## Exercise brief
Count the lines in the listing that follows that contain the string "below", where case counts, and reply with only that number.

################

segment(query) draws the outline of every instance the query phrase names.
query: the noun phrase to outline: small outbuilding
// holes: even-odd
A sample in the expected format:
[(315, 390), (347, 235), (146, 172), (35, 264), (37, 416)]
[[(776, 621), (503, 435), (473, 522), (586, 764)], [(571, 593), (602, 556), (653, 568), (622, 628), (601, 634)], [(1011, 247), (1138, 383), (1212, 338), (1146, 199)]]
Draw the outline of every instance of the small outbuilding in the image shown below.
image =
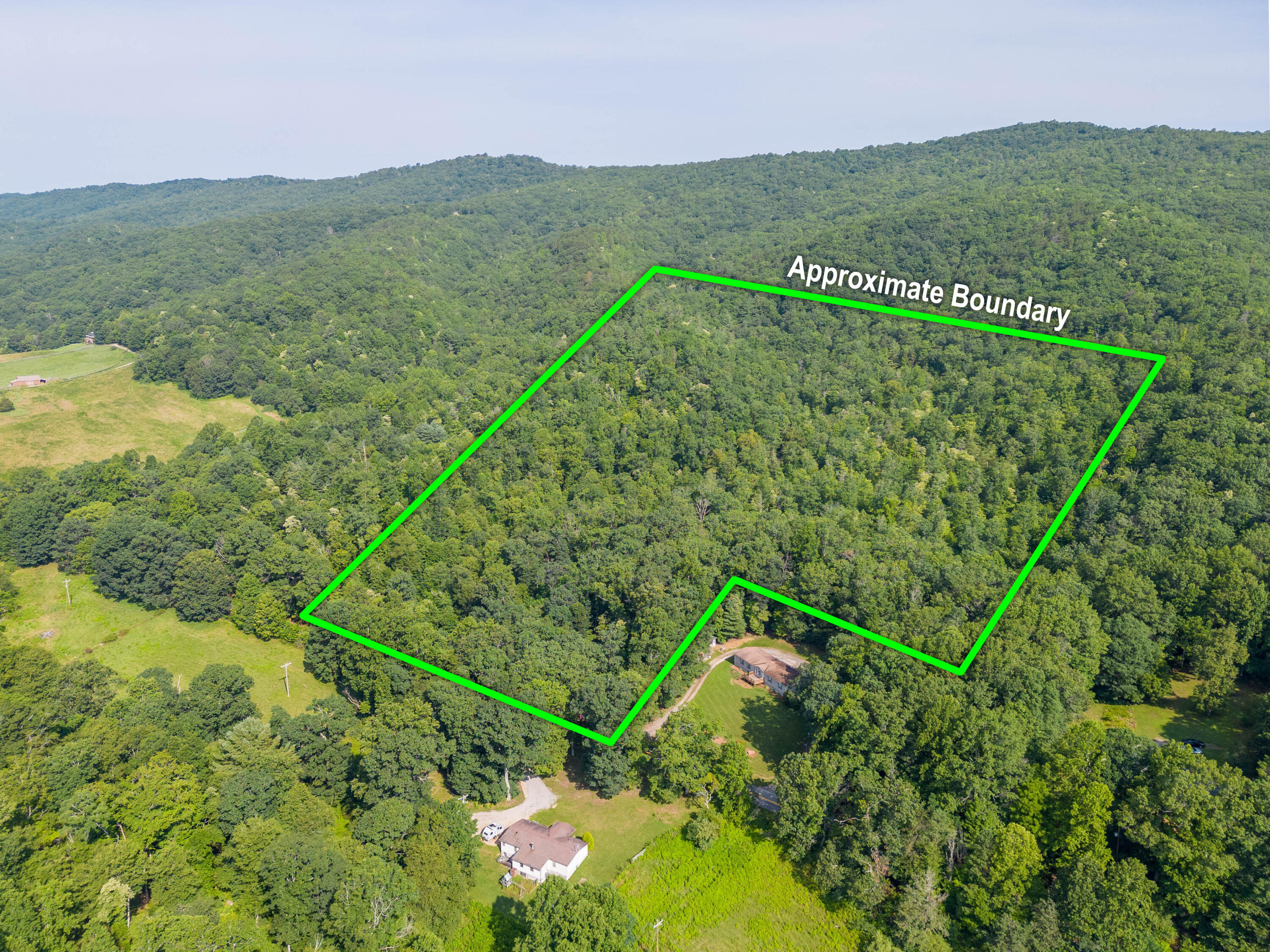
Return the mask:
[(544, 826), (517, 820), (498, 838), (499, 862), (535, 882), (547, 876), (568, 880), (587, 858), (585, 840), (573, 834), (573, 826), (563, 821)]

################

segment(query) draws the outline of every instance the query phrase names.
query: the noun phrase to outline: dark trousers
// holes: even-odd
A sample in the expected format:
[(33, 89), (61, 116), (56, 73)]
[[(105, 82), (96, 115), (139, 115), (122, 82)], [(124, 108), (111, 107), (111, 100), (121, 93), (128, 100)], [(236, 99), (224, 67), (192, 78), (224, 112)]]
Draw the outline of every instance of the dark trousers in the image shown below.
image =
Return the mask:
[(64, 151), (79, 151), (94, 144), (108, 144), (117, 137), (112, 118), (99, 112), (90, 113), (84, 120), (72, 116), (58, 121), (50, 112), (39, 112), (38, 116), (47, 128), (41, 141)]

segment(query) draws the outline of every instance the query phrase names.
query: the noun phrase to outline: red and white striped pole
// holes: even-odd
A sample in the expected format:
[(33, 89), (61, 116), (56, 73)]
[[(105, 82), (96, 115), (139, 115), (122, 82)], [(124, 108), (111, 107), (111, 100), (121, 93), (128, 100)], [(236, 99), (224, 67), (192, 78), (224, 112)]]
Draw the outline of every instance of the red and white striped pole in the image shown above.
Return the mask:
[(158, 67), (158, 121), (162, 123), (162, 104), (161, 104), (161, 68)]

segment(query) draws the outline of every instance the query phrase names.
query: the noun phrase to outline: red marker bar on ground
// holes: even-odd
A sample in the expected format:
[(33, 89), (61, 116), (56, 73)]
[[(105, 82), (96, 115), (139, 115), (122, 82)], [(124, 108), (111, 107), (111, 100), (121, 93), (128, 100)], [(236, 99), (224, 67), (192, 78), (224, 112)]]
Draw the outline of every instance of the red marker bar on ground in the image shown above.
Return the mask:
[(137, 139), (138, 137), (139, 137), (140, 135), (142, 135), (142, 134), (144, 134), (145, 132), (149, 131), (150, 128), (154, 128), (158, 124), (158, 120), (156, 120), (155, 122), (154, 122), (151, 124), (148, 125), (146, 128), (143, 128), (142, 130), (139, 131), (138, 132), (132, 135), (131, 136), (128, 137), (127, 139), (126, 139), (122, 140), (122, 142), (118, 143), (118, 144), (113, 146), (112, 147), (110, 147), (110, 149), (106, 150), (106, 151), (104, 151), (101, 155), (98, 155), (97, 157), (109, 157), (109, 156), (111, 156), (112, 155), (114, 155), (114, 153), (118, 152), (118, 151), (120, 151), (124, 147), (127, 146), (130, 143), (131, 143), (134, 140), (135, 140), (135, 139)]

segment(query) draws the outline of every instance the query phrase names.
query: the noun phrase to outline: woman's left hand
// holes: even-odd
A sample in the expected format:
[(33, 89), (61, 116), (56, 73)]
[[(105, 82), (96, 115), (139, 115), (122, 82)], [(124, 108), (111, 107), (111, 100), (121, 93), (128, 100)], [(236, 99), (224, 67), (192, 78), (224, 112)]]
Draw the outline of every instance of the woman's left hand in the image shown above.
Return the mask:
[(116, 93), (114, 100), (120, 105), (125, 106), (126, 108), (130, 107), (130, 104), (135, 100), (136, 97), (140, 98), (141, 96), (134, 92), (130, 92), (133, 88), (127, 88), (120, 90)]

################

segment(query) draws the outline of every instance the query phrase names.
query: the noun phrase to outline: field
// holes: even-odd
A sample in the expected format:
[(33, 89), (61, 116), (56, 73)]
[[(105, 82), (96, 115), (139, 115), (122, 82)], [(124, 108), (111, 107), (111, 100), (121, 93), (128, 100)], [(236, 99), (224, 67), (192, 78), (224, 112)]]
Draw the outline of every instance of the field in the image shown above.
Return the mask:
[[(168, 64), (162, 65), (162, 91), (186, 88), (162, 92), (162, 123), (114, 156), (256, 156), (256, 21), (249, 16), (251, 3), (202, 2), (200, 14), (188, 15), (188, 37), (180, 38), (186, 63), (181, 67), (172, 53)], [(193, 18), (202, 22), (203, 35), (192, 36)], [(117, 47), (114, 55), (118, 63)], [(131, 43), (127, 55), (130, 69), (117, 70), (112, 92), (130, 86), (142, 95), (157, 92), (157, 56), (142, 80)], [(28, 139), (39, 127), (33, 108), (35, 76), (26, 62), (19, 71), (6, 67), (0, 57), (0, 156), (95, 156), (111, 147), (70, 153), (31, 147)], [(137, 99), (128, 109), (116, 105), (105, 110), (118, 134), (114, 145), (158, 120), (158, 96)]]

################

## Answer
2